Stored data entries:
★ ★ ★ ★ ★ ★ ★

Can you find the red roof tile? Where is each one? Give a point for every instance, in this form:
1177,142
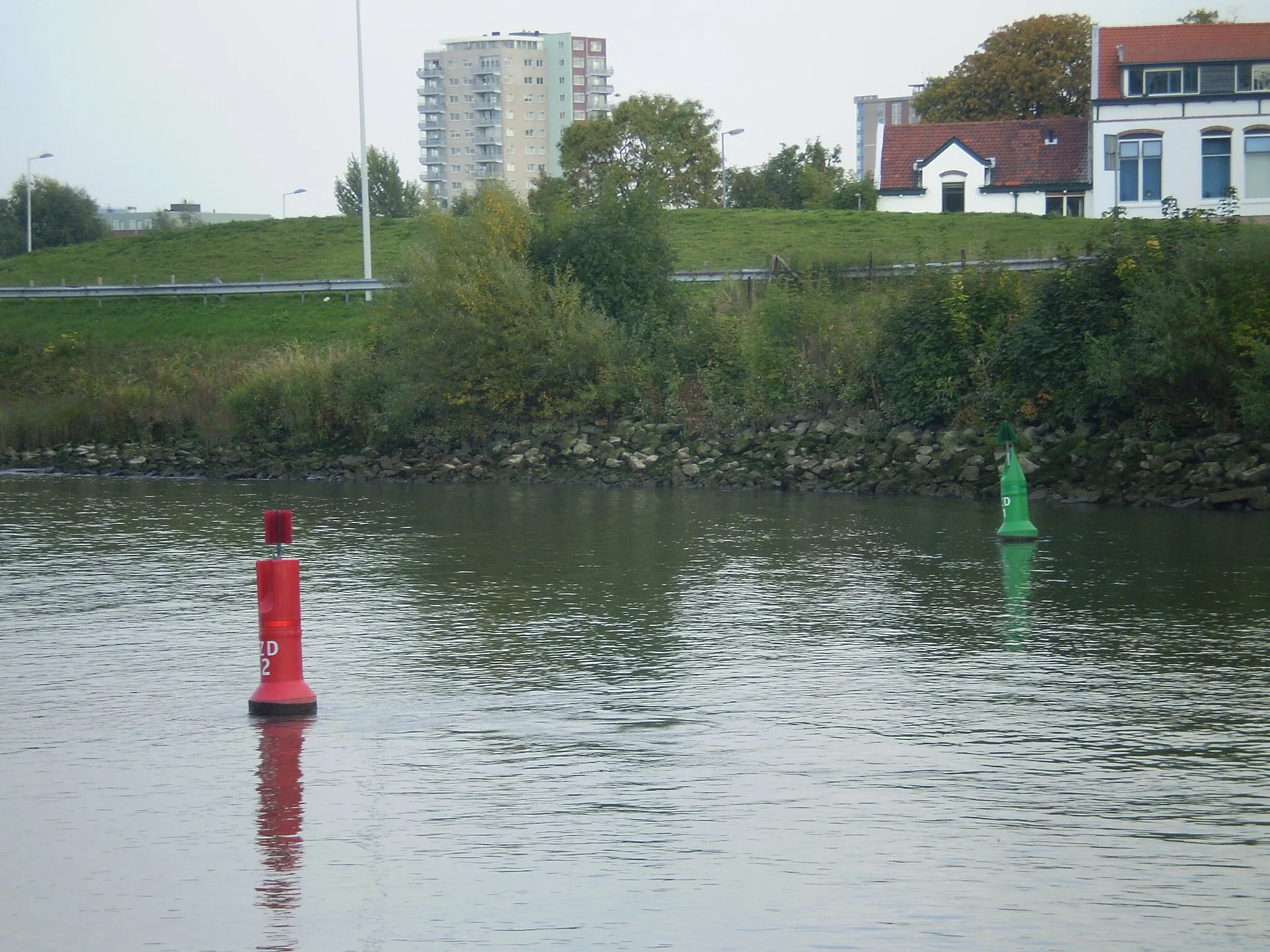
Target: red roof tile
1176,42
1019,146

★ ★ ★ ★ ★ ★ ★

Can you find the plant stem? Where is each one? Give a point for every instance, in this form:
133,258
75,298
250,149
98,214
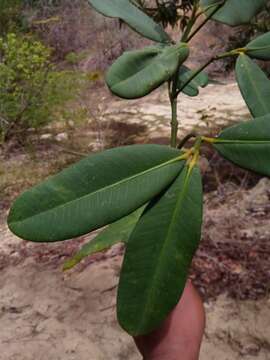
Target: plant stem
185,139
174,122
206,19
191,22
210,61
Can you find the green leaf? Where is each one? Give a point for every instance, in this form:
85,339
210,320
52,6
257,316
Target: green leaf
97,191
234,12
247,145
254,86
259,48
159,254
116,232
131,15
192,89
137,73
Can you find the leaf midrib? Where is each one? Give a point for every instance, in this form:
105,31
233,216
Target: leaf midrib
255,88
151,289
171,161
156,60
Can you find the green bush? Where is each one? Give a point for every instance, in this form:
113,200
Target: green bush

★ ★ ★ ★ ★ ★ ★

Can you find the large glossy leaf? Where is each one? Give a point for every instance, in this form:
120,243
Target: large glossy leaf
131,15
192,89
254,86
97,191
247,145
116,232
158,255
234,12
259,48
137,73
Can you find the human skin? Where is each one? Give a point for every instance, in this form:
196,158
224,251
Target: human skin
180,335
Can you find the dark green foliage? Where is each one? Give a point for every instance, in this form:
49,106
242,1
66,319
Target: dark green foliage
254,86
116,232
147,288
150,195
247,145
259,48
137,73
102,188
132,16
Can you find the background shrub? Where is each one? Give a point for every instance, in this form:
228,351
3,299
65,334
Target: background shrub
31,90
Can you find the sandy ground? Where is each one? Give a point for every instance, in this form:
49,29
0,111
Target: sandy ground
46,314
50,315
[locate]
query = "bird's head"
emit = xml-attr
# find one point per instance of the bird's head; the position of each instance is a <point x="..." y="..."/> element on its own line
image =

★ ★ ★ ★ ★ ★ ★

**REQUIRED ACTION:** Using the records, work out how many lines include "each", and reply with that number alone.

**ANSWER TO THE PROBLEM:** 11